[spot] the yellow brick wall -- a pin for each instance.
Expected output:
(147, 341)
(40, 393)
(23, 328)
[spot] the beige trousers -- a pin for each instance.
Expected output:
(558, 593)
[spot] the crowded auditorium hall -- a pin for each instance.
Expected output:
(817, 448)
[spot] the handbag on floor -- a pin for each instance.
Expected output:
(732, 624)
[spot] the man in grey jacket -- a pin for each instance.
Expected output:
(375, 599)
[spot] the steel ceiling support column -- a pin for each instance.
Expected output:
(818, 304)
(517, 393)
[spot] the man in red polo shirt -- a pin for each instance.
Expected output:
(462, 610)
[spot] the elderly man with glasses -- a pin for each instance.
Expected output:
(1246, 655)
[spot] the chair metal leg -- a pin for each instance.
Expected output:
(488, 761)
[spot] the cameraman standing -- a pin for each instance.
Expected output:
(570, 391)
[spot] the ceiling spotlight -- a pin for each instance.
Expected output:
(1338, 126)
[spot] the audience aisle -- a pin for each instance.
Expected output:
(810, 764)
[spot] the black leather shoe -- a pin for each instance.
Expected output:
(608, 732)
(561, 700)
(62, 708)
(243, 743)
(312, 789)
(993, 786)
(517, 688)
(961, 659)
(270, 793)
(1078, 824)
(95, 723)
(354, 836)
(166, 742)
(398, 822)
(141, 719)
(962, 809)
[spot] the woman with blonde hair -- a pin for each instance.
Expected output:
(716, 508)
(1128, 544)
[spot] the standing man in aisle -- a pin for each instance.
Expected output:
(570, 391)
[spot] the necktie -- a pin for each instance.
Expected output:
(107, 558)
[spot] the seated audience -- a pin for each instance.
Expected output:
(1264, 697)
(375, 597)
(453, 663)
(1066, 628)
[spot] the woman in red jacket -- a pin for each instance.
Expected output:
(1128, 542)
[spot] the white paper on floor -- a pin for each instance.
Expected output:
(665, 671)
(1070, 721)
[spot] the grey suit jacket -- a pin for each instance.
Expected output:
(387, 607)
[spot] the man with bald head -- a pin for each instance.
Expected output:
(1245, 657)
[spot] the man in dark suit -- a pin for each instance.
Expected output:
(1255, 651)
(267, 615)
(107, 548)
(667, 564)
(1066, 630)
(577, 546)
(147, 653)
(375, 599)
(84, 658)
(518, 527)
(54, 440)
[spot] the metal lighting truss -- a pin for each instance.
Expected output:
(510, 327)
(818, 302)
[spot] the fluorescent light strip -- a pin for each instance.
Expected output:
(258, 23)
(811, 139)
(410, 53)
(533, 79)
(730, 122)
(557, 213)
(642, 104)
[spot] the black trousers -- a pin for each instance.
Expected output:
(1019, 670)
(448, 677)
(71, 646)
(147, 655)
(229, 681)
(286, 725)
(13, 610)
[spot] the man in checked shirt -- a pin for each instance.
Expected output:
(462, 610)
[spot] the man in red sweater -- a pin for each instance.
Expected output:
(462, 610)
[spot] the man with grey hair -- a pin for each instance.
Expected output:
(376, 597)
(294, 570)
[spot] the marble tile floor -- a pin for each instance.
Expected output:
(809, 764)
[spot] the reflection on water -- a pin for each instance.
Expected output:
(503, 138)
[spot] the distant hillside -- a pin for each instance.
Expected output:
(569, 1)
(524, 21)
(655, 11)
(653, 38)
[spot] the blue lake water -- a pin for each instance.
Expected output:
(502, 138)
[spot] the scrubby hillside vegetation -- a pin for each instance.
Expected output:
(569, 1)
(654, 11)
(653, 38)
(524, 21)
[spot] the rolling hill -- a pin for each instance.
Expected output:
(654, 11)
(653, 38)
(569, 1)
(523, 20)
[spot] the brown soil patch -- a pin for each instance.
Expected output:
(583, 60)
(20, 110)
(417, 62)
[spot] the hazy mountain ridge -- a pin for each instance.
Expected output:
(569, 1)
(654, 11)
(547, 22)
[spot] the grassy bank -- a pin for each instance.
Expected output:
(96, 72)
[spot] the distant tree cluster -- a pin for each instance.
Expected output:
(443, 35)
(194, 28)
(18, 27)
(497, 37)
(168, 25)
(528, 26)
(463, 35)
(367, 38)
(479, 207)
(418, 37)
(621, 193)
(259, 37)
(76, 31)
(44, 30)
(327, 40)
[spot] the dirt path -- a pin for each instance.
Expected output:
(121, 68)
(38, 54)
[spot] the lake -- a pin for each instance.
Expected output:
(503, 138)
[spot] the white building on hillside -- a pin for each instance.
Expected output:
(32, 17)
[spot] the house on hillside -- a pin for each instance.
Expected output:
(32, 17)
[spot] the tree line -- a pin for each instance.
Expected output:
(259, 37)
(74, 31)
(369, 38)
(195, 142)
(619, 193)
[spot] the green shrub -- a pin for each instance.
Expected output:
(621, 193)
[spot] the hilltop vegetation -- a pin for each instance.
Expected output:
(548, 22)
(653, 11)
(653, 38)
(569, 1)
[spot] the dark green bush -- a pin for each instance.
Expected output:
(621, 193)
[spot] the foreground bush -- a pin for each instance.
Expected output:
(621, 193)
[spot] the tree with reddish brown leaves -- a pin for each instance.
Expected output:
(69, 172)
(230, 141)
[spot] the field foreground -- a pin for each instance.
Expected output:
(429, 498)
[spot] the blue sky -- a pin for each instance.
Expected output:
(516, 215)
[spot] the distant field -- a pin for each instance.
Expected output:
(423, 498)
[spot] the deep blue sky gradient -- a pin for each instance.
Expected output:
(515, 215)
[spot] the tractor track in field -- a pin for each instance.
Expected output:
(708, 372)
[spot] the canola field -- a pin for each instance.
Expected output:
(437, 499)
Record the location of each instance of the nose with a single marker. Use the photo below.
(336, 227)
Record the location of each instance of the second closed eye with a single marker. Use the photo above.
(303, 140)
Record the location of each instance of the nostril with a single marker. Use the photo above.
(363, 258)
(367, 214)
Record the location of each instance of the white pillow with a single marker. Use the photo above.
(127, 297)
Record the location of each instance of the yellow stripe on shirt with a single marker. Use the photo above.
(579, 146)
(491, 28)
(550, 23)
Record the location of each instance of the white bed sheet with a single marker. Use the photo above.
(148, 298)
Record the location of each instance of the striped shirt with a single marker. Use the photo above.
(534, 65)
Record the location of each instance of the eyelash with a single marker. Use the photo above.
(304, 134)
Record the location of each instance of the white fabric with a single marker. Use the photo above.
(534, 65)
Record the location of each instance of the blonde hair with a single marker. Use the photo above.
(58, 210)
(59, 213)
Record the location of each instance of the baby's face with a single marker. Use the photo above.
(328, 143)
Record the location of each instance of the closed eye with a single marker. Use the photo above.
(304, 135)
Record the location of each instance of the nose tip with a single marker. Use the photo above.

EXERCISE:
Write out all the records again, substituting "one pin per instance" for "a pin for each instance" everywhere it occurs and keeping everything else the same.

PROBLEM SOLUTION:
[spot] the yellow brick wall -- one pin per instance.
Expected output:
(147, 341)
(40, 393)
(23, 328)
[spot] the beige trousers -- one pin per instance.
Expected output:
(558, 593)
[spot] the crowded auditorium hall -- one pin per instance.
Expected output:
(817, 448)
[spot] the handbag on floor -- one pin per instance.
Expected output:
(732, 624)
[spot] the man in grey jacket -- one pin per instance.
Expected output:
(375, 599)
[spot] the steel ceiling support column -- one pin per instance.
Expected output:
(818, 304)
(517, 393)
[spot] the man in red polo shirt -- one pin per instance.
Expected output:
(462, 610)
[spot] the elderly man with glasses -- one pin per instance.
Expected output:
(1246, 655)
[spot] the chair metal leg -- one pin per instance.
Expected output:
(488, 761)
[spot] the cameraman standing -- one pin per instance.
Expected output:
(570, 391)
[spot] the ceiling spotlight -- one pin per instance.
Expected output:
(1338, 126)
[spot] the audience aisle -- one pin per instance.
Expected output:
(810, 764)
[spot] the black leather shoe -- one pin per instance.
Expected output:
(608, 732)
(561, 700)
(62, 708)
(243, 743)
(312, 789)
(993, 786)
(517, 688)
(961, 659)
(270, 793)
(1078, 824)
(95, 723)
(354, 836)
(166, 742)
(398, 822)
(141, 719)
(962, 809)
[spot] the woman with blonde hair -- one pin per instance.
Expected output:
(716, 508)
(1128, 544)
[spot] the standing man in aisle -- one pin per instance.
Expected output:
(570, 391)
[spot] the necktie -- one pin per instance.
Expected output:
(107, 558)
[spot] the seated audience -- one pin per instance.
Expected output:
(1264, 697)
(375, 597)
(453, 663)
(1066, 628)
[spot] the woman in red jacket -- one pin per instance.
Expected output:
(1128, 542)
[spot] the white paper on floor -- one pin per instance.
Expected output:
(665, 671)
(1070, 721)
[spot] the grey suit jacket -- one pin per instance.
Expected output:
(387, 607)
[spot] the man with bald head -- one pin per instance.
Expected output:
(1245, 657)
[spot] the man in dark suit -- one pin per instance.
Expected output:
(1255, 651)
(267, 615)
(107, 548)
(667, 564)
(1066, 630)
(577, 546)
(147, 653)
(375, 599)
(84, 658)
(518, 527)
(54, 440)
[spot] the metal lighting truss -- one pin per instance.
Expected output:
(510, 327)
(818, 302)
[spot] the fluorescent light strip -- one pin per instance.
Expected output:
(258, 23)
(811, 139)
(410, 53)
(533, 79)
(730, 122)
(557, 213)
(642, 104)
[spot] the black trousers -- one pin per instance.
Expected output:
(1019, 670)
(448, 677)
(71, 646)
(147, 655)
(229, 681)
(286, 725)
(13, 610)
[spot] the man in checked shirt -- one pin per instance.
Expected output:
(462, 610)
[spot] the man in red sweater -- one pin per instance.
Expected output:
(462, 610)
[spot] the man with grey hair -- one pin per instance.
Expected output:
(376, 597)
(294, 570)
[spot] the marble tile floor -- one pin per instance.
Expected output:
(809, 764)
[spot] the reflection on water -- one pin per instance.
Expected output:
(503, 138)
[spot] the distant hillside -- one pin per instance.
Expected output:
(569, 1)
(524, 21)
(655, 11)
(653, 38)
[spot] the blue lake water -- one pin per instance.
Expected output:
(502, 138)
[spot] the scrubby hillside vegetation -- one pin per instance.
Expected output:
(569, 1)
(654, 11)
(653, 38)
(524, 21)
[spot] the rolling hill -- one pin per instance.
Expected output:
(654, 11)
(653, 38)
(569, 1)
(523, 20)
[spot] the brown soil patch -- one pin per instance.
Expected output:
(583, 60)
(20, 110)
(417, 62)
[spot] the hazy mountain ridge -- one pin per instance.
Expected output:
(569, 1)
(654, 11)
(547, 22)
[spot] the grassy bank -- one pin per instance.
Expected output:
(96, 72)
[spot] the distant tree cluster -- one pin per instance.
Expected output:
(443, 35)
(194, 28)
(18, 27)
(497, 37)
(168, 25)
(528, 26)
(463, 35)
(367, 38)
(479, 207)
(418, 37)
(621, 193)
(259, 37)
(76, 31)
(44, 30)
(327, 40)
[spot] the dirt path -- one pin per instance.
Expected output:
(121, 68)
(38, 54)
[spot] the lake -- one pin per instance.
Expected output:
(503, 138)
[spot] the white building on hillside -- one pin per instance.
Expected output:
(32, 17)
[spot] the house on hillside -- one pin per instance.
Expected output:
(32, 17)
[spot] the tree line -- one pin per instance.
Expected output:
(259, 37)
(74, 31)
(369, 38)
(195, 142)
(619, 193)
[spot] the green shrub -- one pin per instance.
Expected output:
(621, 193)
[spot] the hilltop vegetation -- one pin per instance.
Expected output:
(548, 22)
(653, 11)
(653, 38)
(569, 1)
[spot] the dark green bush -- one pin per instance.
Expected output:
(621, 193)
[spot] the foreground bush -- one pin per instance.
Expected output:
(621, 193)
[spot] the tree with reddish brown leaves -- one pin per instance.
Expected output:
(69, 172)
(230, 141)
[spot] the field foreground -- one pin per instance.
Expected output:
(429, 498)
[spot] the blue sky -- one pin per instance.
Expected output:
(516, 215)
[spot] the distant field -- one pin per instance.
Expected output:
(423, 498)
[spot] the deep blue sky gradient -- one pin per instance.
Expected output:
(515, 215)
[spot] the tractor track in field -- one pin per instance.
Expected output:
(708, 372)
[spot] the canola field -- one pin per instance.
Expected output:
(437, 499)
Record the location of each instance of the nose with a single marker. Use the photo below.
(336, 227)
Record the location of each instance of the second closed eye with a single marker. Use the photo above.
(303, 140)
Record the location of each instance of the nostril with a single marker. Use the photo above.
(363, 258)
(367, 214)
Record the location of each instance of the white pillow with a single marker. Use the photo above.
(127, 297)
Record the location of each instance of the yellow stripe on shirt with a single marker. Use the photo above.
(579, 146)
(491, 28)
(550, 23)
Record the location of each instance of the white bed sheet with a single marker. Use the photo above.
(148, 298)
Record the location of each instance of the striped shirt with a single marker. Use the photo above.
(534, 65)
Record the location of each instance of the eyelash with a single marker. Use the photo above.
(304, 134)
Record the location of each instance of the white fabric with a single marker. Use the photo above.
(534, 65)
Record the location of each instance of the blonde hair with a single marker. Use the photo above.
(58, 210)
(59, 213)
Record the location of each instance of the baby's face with a single marker. Use the photo above.
(328, 143)
Record the location of each instance of the closed eye with a single marker. Use the photo above.
(304, 135)
Record the location of each instance of the nose tip with a single marker. Use the photo above.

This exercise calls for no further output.